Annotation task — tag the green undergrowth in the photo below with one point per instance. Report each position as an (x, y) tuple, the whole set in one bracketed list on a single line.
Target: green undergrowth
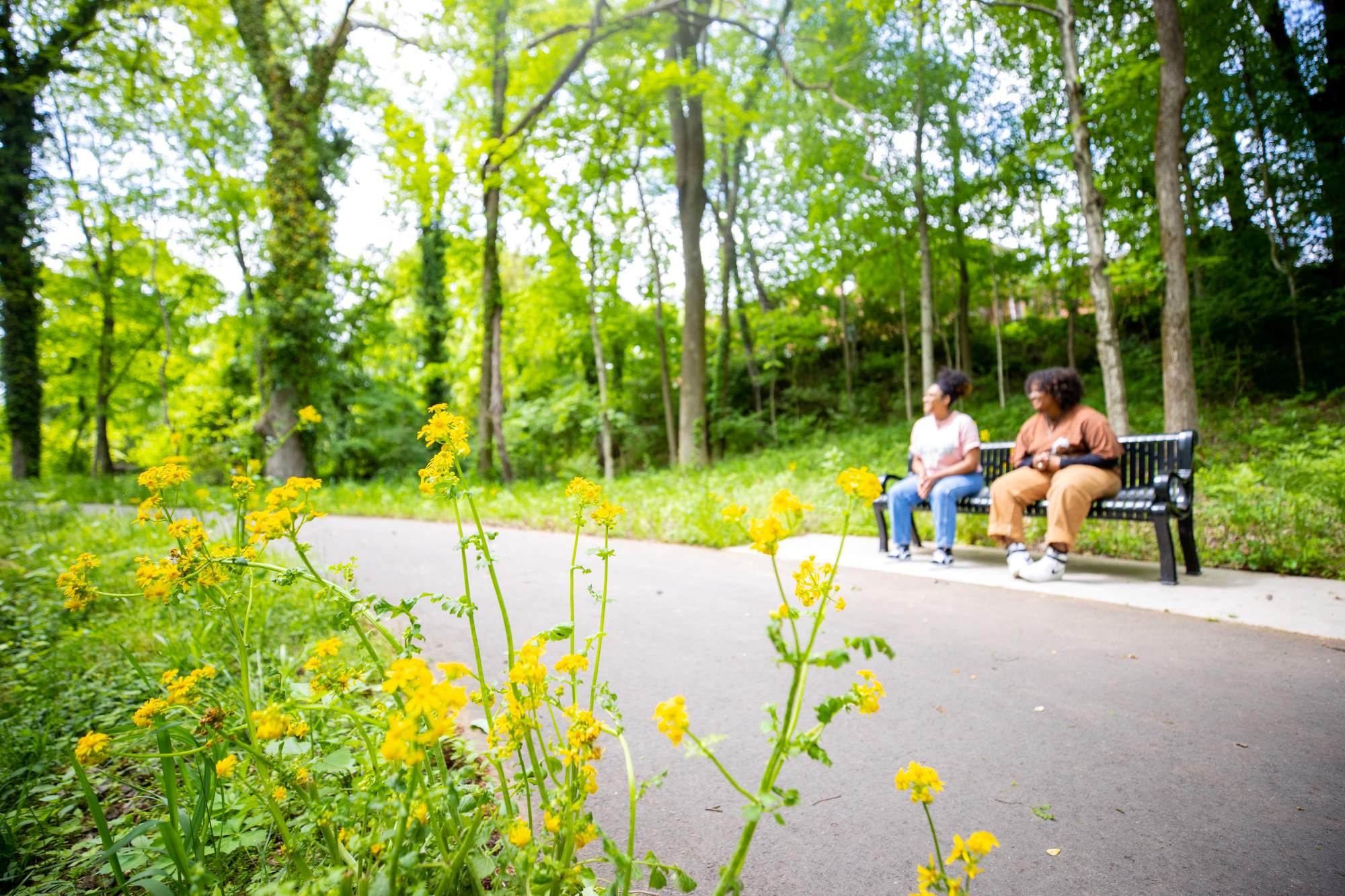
[(1270, 487), (65, 674)]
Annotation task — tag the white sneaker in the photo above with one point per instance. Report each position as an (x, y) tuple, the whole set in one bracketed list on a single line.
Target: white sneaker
[(1017, 557), (1050, 568)]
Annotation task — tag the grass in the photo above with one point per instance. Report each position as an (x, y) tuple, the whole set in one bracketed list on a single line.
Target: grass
[(1270, 489)]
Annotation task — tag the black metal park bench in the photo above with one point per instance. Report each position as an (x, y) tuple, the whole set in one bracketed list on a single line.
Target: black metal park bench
[(1157, 485)]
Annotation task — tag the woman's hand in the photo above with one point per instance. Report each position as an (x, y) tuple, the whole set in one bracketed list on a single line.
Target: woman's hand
[(1046, 462)]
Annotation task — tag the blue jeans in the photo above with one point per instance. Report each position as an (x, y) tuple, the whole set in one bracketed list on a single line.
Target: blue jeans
[(944, 501)]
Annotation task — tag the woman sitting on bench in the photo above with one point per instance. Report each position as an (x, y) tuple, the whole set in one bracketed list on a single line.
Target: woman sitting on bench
[(945, 466), (1067, 454)]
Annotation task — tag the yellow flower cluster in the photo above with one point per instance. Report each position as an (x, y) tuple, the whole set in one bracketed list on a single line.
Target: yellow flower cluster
[(289, 507), (972, 850), (766, 534), (92, 748), (446, 430), (922, 780), (606, 514), (428, 713), (870, 693), (75, 583), (587, 491), (182, 690), (529, 669), (672, 717), (860, 482), (812, 583)]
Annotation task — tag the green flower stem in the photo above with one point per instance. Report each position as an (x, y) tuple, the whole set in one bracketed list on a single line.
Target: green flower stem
[(575, 555), (934, 836), (488, 697), (401, 829), (724, 771), (602, 619)]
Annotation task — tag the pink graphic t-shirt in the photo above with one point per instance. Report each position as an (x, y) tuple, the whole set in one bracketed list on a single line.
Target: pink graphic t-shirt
[(941, 444)]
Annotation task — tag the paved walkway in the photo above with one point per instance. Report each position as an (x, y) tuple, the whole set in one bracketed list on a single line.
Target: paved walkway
[(1286, 603), (1178, 756)]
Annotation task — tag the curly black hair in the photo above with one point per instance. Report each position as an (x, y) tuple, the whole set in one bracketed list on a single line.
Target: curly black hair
[(953, 384), (1062, 384)]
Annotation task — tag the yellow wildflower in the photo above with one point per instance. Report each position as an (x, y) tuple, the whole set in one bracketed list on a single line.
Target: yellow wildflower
[(75, 583), (587, 491), (145, 716), (271, 723), (870, 693), (446, 430), (92, 748), (571, 663), (606, 514), (439, 474), (860, 482), (672, 717), (812, 581), (165, 477), (786, 502), (922, 780), (328, 647), (520, 833), (766, 534)]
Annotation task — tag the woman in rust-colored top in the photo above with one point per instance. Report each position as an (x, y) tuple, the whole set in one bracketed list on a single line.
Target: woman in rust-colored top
[(1067, 454)]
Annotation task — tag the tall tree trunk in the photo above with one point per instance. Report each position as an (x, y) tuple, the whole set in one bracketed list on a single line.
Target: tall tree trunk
[(599, 360), (434, 310), (492, 295), (923, 214), (1100, 284), (657, 282), (1179, 368), (21, 311), (687, 118), (102, 447), (995, 319)]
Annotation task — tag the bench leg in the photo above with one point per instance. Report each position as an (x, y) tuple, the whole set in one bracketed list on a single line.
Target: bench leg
[(1167, 556), (1187, 533)]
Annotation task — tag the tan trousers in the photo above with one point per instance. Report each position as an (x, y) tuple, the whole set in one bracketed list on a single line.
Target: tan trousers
[(1070, 491)]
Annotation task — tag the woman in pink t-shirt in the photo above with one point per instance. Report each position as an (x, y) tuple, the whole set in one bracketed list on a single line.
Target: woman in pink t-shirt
[(945, 467)]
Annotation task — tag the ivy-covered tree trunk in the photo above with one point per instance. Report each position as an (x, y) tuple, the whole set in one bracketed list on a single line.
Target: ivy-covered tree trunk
[(24, 76), (294, 291), (685, 114), (1179, 368), (21, 313), (1100, 284), (434, 309)]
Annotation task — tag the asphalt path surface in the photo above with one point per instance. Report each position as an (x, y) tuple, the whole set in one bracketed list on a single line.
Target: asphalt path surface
[(1178, 755)]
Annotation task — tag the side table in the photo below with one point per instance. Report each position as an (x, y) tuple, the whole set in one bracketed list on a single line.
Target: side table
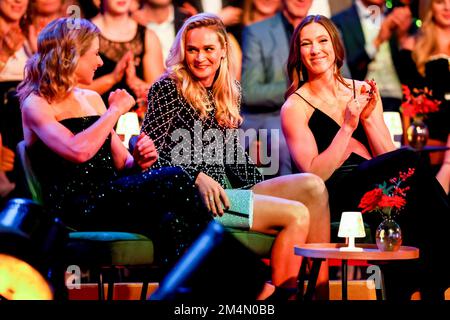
[(318, 252)]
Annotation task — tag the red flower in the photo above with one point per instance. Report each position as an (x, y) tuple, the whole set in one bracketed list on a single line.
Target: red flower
[(419, 102), (387, 198)]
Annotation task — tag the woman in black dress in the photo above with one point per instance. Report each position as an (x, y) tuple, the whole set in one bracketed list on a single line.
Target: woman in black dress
[(334, 128), (88, 177)]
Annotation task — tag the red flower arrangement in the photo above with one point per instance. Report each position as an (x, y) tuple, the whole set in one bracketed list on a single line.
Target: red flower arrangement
[(418, 102), (385, 198)]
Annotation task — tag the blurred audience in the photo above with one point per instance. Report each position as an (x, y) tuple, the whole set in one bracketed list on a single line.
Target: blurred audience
[(131, 53), (371, 37), (257, 10)]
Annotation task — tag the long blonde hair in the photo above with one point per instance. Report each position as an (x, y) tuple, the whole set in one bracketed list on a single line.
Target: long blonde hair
[(226, 91), (426, 40), (49, 73)]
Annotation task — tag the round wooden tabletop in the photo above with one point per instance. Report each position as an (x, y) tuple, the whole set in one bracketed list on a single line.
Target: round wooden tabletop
[(370, 252)]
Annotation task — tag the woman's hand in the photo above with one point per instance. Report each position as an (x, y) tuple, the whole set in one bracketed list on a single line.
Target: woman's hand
[(121, 100), (353, 111), (212, 193), (373, 97), (139, 87), (230, 15), (145, 153)]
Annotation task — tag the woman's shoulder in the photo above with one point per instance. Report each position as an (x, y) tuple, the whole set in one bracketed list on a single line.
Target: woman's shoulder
[(33, 100), (294, 104), (95, 100)]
::::
Write the material out again word for word and omit any images.

• _RESPONSE AREA_:
Annotation task — tag the green undergrowth in the photo below with one point per instance. Report each position as an (x, y) tuple, the whole set in one bracketed list on a single line.
Target: green undergrowth
[(1270, 487), (65, 674)]
Annotation task — tag the white sneaker in the photo above with one point per instance. Report each position as an (x, y) tuple, the whole set in one bracketed list on a single line.
Target: white sneaker
[(1017, 557), (1050, 568)]
Annotation task — tag the grass in the photo above with one point per instance. Report each position as an (x, y) tuple, the whole set in one bracketed list on a single line.
Target: grass
[(1270, 489)]
Annotation task — tag the black metal park bench in the photo above with one point per instance. Report each position as an (x, y) tuple, the whole set in one bracketed list on a single line.
Target: black metal park bench
[(1157, 485)]
Annotation task — tag the woman's hand in the photo above with one point per instance. Report each position as an (x, y) tuple, the whole set in one bracketed list on a single line.
Target: woman's hand
[(1046, 462)]
Annotation task — tag the blue jeans in the photo above with one point per instance. Report each position as an (x, y) tuple, the whole set in one bracketed list on a single line.
Target: blue jeans
[(944, 501)]
Annotation task — tag the woman sitting on bench in the photo above with one point per instance. Report each position as an (x, y) tuple, the whole set in one bracketed list on a single line.
Target: woman sitting on bench
[(945, 466), (1067, 454)]
Annotation task — tag the yellow flower cluster in the photo above with one point per instance. Report each position as an (x, y) tuple, the whole set in one bracketed list on a single line.
Target: yellow flower cluster
[(289, 507), (972, 850), (766, 534), (92, 748), (446, 430), (922, 780), (606, 514), (428, 713), (870, 693), (75, 583), (587, 491), (182, 690), (529, 669), (672, 717), (860, 482), (812, 583)]
Annotation task — tag the green flower stem in the photo above with one point per instance. Report each position as an (x, y) tuple, the whole set in one bracketed list on a single line.
Target: green flower stem
[(575, 555), (934, 836), (488, 697), (401, 829), (724, 771), (602, 619)]
Annotation task — tag the pink graphic t-shirt in the photo above with one point per instance. Report each position as an (x, y) tuple, the whole set in one bracketed list on a single line.
Target: pink graphic t-shirt
[(941, 444)]
Annotation task — tag the paved walkway in the photo above with one point per instance. Report each position as an (x, y) tuple, the whole set in one bracketed list on a single line.
Target: paved walkway
[(1286, 603), (1178, 756)]
Annotation task — tag the curly black hair in the photo above with one point per instance. Report each position as an (x, y) tuple, the whole set in one bracketed list on a single line.
Target: curly black hair
[(953, 384), (1062, 384)]
Annotation task — tag the yellow wildflower in the photo above with one point per instance. Report each position as an (x, y) tuple, the whole set in one bracketed list on a single line.
Target: yellow wildflower
[(75, 583), (587, 491), (145, 716), (271, 723), (870, 693), (446, 430), (92, 748), (571, 663), (606, 514), (439, 474), (860, 482), (672, 717), (812, 581), (165, 477), (786, 502), (922, 780), (328, 647), (520, 833), (766, 534)]
Annotation task — tag the woman in rust-colored top in the photo above with one point per instance. Report each position as an (x, y) tuple, the whole set in one bracketed list on a single line.
Target: woman in rust-colored top
[(1067, 454)]
Annotation task — tag the tall tree trunk in the photo above with one point per instance. Report each position as an (x, y) tuple, the whole set in one bracketed list on a single line.
Target: tall tree trunk
[(599, 360), (434, 310), (492, 295), (923, 214), (1100, 284), (657, 282), (1179, 368), (21, 311), (687, 118), (102, 447), (995, 319)]
Annotation task — tag the bench leg in the photo above with one point per instance. Report each position as an (x, y) tuple, the whole set in one bracketed list on a single line.
Target: bench leg
[(1167, 556), (1187, 533)]
Annotation task — tag the tan trousers in the photo above with one point per instance. Report each position as an (x, y) tuple, the whole set in one bracketed list on a single line.
Target: tan trousers
[(1070, 491)]
Annotation task — tag the woman in pink t-shirt in the photo above with one point per instance. Report each position as an (x, y) tuple, the whole set in one bracketed list on a single line.
Target: woman in pink t-shirt
[(945, 467)]
Annotation task — tag the ivy-covered tree trunk in the photo above with one point per instance. Report each position as an (x, y) tuple, the whole set in one bracketed list on a single line.
Target: ivy-covered tree trunk
[(24, 76), (294, 291), (685, 114), (1179, 368), (21, 313), (1100, 284), (434, 309)]
Annotation task — tag the asphalt path surface in the photo above with one point per instance. Report each position as an (x, y) tuple, the whole set in one bracketed list on a single line.
Target: asphalt path surface
[(1178, 755)]
Annotation task — tag the side table in the photo below with one point per instance. Report each position as an (x, y) tuple, the whole set in one bracketed list on a single line.
Target: side table
[(318, 252)]
Annotation task — tag the red flower in the photo above with one point per instance. Report each position as an (x, y) tuple, the whole set in one bracketed list on a single line.
Target: red flower
[(419, 102), (387, 198)]
Annotation task — tag the woman in black dress in the photo above with one point per instance. Report each position as an (x, y) tuple, the whole set in one bracketed list on a single line.
Target: woman in black dress
[(334, 128), (88, 177)]
Annotation task — tag the red flower arrangement in the photo above with one point per instance. Report each position as an (x, y) tuple, the whole set in one bracketed list on a single line.
Target: red flower arrangement
[(418, 102), (385, 198)]
Annotation task — tag the blurred audience in the photo above with one point per instance. Report each position as an (x, y) tuple, the whole set in one bracketed list on a single line.
Target: blurred audience
[(131, 53), (371, 37), (257, 10)]
Annotation task — tag the long blonde hair in the photo above with one point per instance. Report each position as an (x, y) tuple, the whole set in one bracketed list on a single line.
Target: long blonde hair
[(226, 91), (426, 40), (49, 73)]
Annotation task — tag the round wooden tabletop in the photo above with one point per instance. Report each position as an (x, y) tuple, the whole set in one bracketed list on a single line.
Target: round wooden tabletop
[(370, 252)]
Annotation task — tag the woman's hand in the photo above with one point per instance. Report each position as an (x, y) tuple, the whole set in one bracketed list on a single line.
Target: woman's hand
[(121, 100), (353, 111), (212, 193), (373, 97), (139, 87), (230, 15), (145, 153)]
Annotation task — tag the woman's shoulder in the photo above with one point per instance. Report each position as an (x, y) tuple, the whole set in one bracketed list on a single line.
Target: woman's shoulder
[(33, 100), (294, 104), (95, 100)]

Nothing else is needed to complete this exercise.